──────── Data excerpts ────────
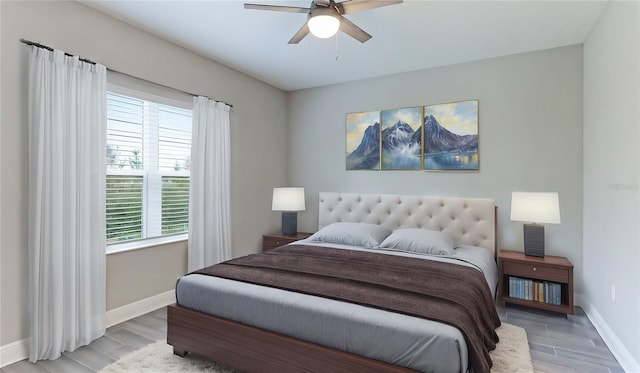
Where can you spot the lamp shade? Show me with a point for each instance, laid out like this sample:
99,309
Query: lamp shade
288,199
324,22
539,207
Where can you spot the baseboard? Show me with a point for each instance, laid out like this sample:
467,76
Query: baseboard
135,309
19,350
619,351
14,352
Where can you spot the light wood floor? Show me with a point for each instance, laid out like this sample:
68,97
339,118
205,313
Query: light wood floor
557,344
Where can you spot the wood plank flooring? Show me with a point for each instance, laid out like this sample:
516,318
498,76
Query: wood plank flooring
557,344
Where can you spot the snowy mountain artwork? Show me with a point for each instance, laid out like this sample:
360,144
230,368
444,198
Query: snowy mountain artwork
402,139
451,136
363,140
442,137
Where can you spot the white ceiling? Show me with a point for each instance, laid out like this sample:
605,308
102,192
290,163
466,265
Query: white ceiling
410,36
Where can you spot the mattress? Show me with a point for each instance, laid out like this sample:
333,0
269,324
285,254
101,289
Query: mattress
408,341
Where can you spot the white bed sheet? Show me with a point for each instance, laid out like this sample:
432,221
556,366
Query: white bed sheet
416,343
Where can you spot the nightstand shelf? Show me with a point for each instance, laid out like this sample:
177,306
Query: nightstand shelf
271,241
554,270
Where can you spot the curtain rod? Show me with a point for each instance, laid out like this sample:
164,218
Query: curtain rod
27,42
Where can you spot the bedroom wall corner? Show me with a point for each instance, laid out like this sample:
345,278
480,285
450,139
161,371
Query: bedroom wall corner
612,179
530,123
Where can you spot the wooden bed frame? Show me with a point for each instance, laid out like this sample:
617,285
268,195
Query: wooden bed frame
257,350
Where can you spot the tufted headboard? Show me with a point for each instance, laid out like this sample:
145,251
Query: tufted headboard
470,221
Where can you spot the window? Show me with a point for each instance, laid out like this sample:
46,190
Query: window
148,162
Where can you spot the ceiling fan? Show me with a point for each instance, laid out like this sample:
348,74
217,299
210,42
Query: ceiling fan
324,17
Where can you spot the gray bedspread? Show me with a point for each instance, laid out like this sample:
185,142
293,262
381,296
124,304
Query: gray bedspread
417,343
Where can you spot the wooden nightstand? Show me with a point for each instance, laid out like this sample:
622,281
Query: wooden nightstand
271,241
544,283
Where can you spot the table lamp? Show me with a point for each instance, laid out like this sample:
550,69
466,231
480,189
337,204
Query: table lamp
535,209
289,200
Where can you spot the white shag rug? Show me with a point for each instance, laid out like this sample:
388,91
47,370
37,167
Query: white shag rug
────────
» **Set task**: Retype the listing above exactly, starting at the line that contains "Where can you spot the tufted" and continuing through the end of the listing.

» **Final answer**:
Where can you spot the tufted headboard? Show me with a point for each instance, laid out like this sample:
145,251
Query: tufted headboard
470,221
Where can you spot the window? Show me with a point for each instance, laid out like this sample:
46,190
Query: window
148,162
Where can you spot the ceiling fan? Show me with a point for each instance, laid out like this sample:
348,74
217,299
210,42
Query: ceiling fan
324,17
Where can you spot the gray bedspread? Show me with a point for each instance, laid out like this sample:
185,142
293,262
381,296
124,304
Query: gray bedspread
417,343
Where can you spot the wooden nightstand? Show me with a point for each instance, laid out like this sample:
622,281
Query: wooden nightstand
271,241
544,283
Where can you spot the table lamp? Show me with a point for each instance, laid out like this sample:
550,69
466,231
480,189
337,204
Query: table lamp
535,209
289,200
Where can you spot the white shag rug? Show me with a point for each instance, laid out like this sample:
388,91
47,370
37,167
Query: white shag rug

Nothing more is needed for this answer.